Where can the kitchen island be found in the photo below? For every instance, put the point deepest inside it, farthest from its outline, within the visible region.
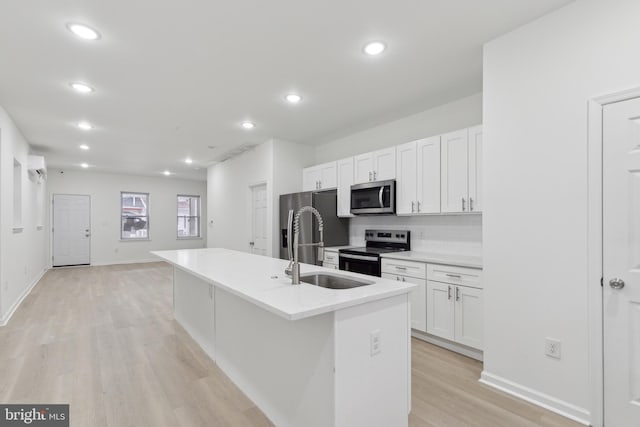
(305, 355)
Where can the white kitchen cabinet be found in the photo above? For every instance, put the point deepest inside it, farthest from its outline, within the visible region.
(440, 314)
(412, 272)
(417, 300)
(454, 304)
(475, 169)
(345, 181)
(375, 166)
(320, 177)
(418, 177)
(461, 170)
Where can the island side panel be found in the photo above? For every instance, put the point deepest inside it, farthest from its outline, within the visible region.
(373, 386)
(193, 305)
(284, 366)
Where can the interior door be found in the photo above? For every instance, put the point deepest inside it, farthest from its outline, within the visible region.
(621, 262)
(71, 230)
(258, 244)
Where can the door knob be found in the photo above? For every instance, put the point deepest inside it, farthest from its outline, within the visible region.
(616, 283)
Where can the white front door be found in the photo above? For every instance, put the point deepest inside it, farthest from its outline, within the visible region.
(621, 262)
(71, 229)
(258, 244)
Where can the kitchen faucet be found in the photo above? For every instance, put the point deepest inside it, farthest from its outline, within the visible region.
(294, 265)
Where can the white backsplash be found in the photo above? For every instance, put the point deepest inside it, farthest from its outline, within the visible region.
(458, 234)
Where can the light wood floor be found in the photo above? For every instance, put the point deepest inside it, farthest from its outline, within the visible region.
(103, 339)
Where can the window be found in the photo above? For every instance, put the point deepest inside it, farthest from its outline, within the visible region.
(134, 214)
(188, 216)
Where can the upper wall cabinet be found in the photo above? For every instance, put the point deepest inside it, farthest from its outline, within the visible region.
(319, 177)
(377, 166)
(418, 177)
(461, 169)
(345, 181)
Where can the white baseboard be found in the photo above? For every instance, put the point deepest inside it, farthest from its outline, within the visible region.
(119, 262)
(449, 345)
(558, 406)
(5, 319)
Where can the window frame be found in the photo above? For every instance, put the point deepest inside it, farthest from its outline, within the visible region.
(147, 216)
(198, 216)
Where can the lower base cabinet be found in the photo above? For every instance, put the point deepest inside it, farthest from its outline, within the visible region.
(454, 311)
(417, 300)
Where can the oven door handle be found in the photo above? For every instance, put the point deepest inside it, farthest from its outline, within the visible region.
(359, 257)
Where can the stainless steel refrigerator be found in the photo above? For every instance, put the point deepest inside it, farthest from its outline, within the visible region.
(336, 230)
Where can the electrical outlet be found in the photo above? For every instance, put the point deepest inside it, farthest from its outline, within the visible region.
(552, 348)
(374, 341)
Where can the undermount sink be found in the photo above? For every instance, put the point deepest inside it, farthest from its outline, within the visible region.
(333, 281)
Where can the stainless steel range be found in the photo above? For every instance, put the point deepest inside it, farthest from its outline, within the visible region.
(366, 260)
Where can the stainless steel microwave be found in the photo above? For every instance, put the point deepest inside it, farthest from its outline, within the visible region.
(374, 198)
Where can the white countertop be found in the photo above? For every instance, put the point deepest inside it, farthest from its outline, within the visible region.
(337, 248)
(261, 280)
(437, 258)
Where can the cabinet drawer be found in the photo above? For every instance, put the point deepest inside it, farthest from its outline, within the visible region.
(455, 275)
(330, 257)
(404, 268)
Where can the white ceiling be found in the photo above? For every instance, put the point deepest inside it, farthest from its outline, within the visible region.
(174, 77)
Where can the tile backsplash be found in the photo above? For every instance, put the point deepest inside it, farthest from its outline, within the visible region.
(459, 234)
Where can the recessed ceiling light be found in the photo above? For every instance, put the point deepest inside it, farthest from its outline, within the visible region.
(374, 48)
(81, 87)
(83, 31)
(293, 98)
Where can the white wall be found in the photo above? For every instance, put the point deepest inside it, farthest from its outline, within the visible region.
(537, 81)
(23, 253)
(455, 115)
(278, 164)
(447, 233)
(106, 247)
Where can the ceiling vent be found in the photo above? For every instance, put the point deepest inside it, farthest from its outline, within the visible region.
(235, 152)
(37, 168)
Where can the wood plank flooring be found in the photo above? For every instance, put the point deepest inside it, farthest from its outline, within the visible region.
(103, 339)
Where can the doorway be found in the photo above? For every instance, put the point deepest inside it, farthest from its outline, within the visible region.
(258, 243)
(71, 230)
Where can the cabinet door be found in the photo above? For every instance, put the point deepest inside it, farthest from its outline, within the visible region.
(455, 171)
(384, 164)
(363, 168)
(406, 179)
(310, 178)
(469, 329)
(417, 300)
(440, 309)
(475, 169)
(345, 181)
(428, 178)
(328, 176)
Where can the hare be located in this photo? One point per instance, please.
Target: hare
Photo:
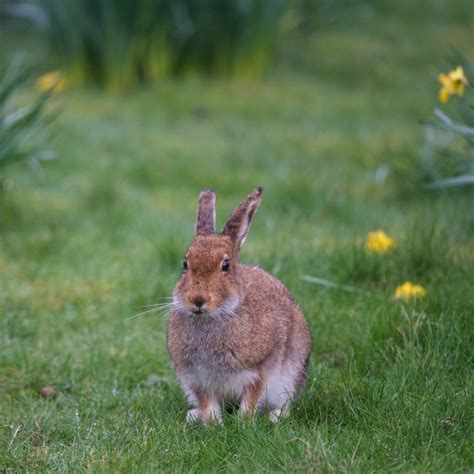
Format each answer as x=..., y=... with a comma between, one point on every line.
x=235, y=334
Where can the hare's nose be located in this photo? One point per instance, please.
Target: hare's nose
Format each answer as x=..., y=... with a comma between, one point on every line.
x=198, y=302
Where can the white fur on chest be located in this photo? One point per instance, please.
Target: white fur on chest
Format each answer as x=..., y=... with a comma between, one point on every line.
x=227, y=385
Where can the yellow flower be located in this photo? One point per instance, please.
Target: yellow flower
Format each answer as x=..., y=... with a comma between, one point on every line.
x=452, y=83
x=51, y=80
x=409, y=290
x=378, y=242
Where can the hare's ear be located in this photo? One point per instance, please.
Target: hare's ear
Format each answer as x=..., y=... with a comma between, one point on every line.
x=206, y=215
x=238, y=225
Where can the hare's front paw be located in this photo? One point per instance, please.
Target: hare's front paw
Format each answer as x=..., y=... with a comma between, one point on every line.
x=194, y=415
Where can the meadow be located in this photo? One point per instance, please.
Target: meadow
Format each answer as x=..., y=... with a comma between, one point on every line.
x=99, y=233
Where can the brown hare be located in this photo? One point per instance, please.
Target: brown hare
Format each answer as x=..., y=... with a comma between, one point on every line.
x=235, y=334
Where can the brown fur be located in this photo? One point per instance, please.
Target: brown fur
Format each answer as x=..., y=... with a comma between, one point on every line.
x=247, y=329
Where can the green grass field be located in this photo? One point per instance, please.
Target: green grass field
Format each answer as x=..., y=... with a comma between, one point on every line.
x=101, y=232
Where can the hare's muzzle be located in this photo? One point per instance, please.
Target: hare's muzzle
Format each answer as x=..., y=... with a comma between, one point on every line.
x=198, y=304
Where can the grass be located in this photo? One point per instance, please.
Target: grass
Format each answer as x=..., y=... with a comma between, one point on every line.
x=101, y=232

What this task involves » Every line of the records above must reappear exactly, though the pictures must not.

Written solution »
Where can the kitchen island be found in the photo below? For every instance, put the point deepest inside it, farthest from its outline, within the visible region.
(305, 355)
Where can the white kitchen cabinet be found in the photo above? For every instance, put the point deepest inside it, farthest from its outline, within the visible region.
(440, 314)
(412, 272)
(417, 300)
(454, 304)
(475, 169)
(345, 181)
(375, 166)
(320, 177)
(418, 177)
(461, 170)
Where can the island side panel be found in the photo above? For every instance, put the point deepest inside it, farthest from its outline, within the visible region.
(373, 386)
(193, 305)
(284, 366)
Where can the interior door be found in the photo above? For every instance, put the point deepest inside it, farthest from its outline, within the visible region.
(621, 262)
(71, 230)
(258, 244)
Where can the door knob be found in the photo above? For every instance, put the point deepest inside it, farthest from its outline, within the visible region.
(616, 283)
Where can the white front door be found in the photo above? For every instance, put the point deepest inside it, farthest from its outline, within the visible region.
(621, 262)
(71, 229)
(258, 244)
Where can the kitchen faucet be found in the photo above? For every instance, put the point deepest inside it, farthest from its outline, within the visible region.
(294, 265)
Where can the white backsplash be found in the photo above? For every instance, put the point deepest inside it, farthest from its outline, within the visible region.
(458, 234)
Where can the light wood floor be found in the photo above? For every instance, put the point deepest inside it, farthest from its outline, within the visible region.
(103, 339)
Where can the window be found in the photo above? For every instance, put the point deepest inside it, farthest from its outline, within the visible region.
(134, 214)
(188, 216)
Where can the upper wall cabinet be found in the photo above? For every instance, put the point deepest inside it, farthest from its outline, within the visible region.
(319, 177)
(377, 166)
(418, 177)
(461, 169)
(345, 181)
Where can the white baseboard be found in the photo above? For every instance, put the point deepest inside it, farthest from its outline, within the visible region.
(119, 262)
(449, 345)
(558, 406)
(5, 319)
Where can the window frame be found in the photo above? For every instance, put the point deepest inside it, farthest from its outline, within the visible region.
(147, 216)
(198, 216)
Where can the lower base cabinet be found in the photo above? For every instance, put the point deepest inside it, farthest from its outline, within the visible region.
(454, 311)
(417, 300)
Where can the oven door handle be found in the photo above? For every instance, put the point deepest inside it, farthest from its outline, within the visible region.
(359, 257)
Where can the stainless steel refrigerator be found in the photo above? For every instance, put the point deepest inside it, farthest from its outline, within the visible region.
(336, 230)
Where can the electrical outlet be found in the photo above? For every instance, put the point deepest inside it, farthest from its outline, within the visible region.
(552, 348)
(374, 341)
Where can the undermount sink be found in the photo above? For every instance, put the point deepest inside it, farthest from its outline, within the visible region.
(333, 281)
Where can the stainless steel range be found in the photo above? For every instance, put the point deepest inside it, farthest from its outline, within the visible region.
(366, 260)
Where can the stainless steel microwave be found in the photo above? For every instance, put the point deepest inside it, farthest from its outline, within the visible region.
(374, 198)
Where can the white countertop be found in the photo above? For every instance, put the point deepest inside it, farthest from its outline, within the visible region.
(337, 248)
(261, 280)
(437, 258)
Where can the cabinet drawer be found in the photo above? For every instance, put the point deepest inside it, farthest from its outline, within the visible region.
(455, 275)
(330, 257)
(404, 268)
Where can the white ceiling be found in the photo above? For every instance, put the point deepest inside it, farthest from its outline, within the visible region.
(174, 77)
Where can the tile backsplash be found in the photo above? For every instance, put the point deepest inside it, farthest from its outline, within the visible region.
(459, 234)
Where can the recessed ceiling light be found in the photo above? For every instance, put the point deepest inside it, farthest from its outline, within the visible region.
(374, 48)
(81, 87)
(83, 31)
(293, 98)
Where can the white wall be found in the photo above? For every instance, put the point deepest inside it, farthest from its outline, within the visible region.
(537, 81)
(23, 253)
(455, 115)
(278, 164)
(447, 233)
(106, 247)
Where can the ceiling vent be found in the photo above? For every instance, put the point deepest inside it, farthest from its outline, within the visible region.
(235, 152)
(37, 168)
Where can the wood plank flooring be found in the photo above? For every instance, put the point deepest inside it, farthest from its outline, within the visible region.
(103, 339)
Where can the doorway be found in the photo above? For every instance, put the point deepest inside it, farthest from its outline, within the visible region.
(258, 243)
(71, 230)
Where can the cabinet door be found in the photo above? For every instance, put the point deepest inside it, farthest from its outline, within the visible region.
(455, 171)
(384, 164)
(363, 168)
(406, 179)
(310, 178)
(469, 329)
(417, 300)
(440, 309)
(475, 169)
(345, 181)
(428, 178)
(328, 176)
Where can the hare be located in this photo? One point per instance, please.
Target: hare
Photo:
Format each answer as x=..., y=... with a comma between, one point on every line.
x=235, y=334
Where can the hare's nose be located in this photo? One point per instance, please.
Target: hare's nose
Format each answer as x=..., y=... with a comma between, one point on every line.
x=198, y=302
Where can the white fur on chest be located in this photo? One point per instance, please.
Target: white fur on chest
Format each answer as x=..., y=... with a comma between, one point on every line.
x=227, y=385
Where can the yellow flower be located in this photo? One point per instance, please.
Target: yellow flower
Format each answer as x=..., y=... with a comma between, one point on every line.
x=452, y=83
x=51, y=80
x=409, y=290
x=378, y=242
Where can the hare's ear be located in this photo? One point per instance, please.
Target: hare's ear
Format each answer as x=..., y=... with a comma between, one point on every line.
x=206, y=215
x=238, y=225
Where can the hare's front paw be located in this photo? One point per instance, please.
Target: hare's front paw
Format each answer as x=..., y=... with a comma between, one point on every line.
x=194, y=415
Where can the meadow be located in this photo? One point per instance, please.
Target: meadow
Format each answer as x=..., y=... with a comma between, one point on every line.
x=99, y=233
Where can the brown hare be located in this photo? One point per instance, please.
Target: brown hare
Format each answer as x=..., y=... with a comma between, one point on every line.
x=235, y=334
Where can the brown fur be located in this photo? One point per instance, please.
Target: brown fur
Format each answer as x=..., y=... with a comma between, one point on every line.
x=247, y=329
Where can the green grass field be located in this photo? One point per instance, please.
Target: green grass field
Format each answer as x=..., y=... with a comma between, one point on every line.
x=101, y=232
Where can the hare's muzzle be located in this photo? One point per instance, please.
Target: hare's muzzle
Format each answer as x=..., y=... with a comma between, one point on every line.
x=198, y=304
Where can the grass be located in this photo? One point per instance, please.
Target: grass
Format each answer as x=..., y=... with a comma between, one point on every line.
x=101, y=232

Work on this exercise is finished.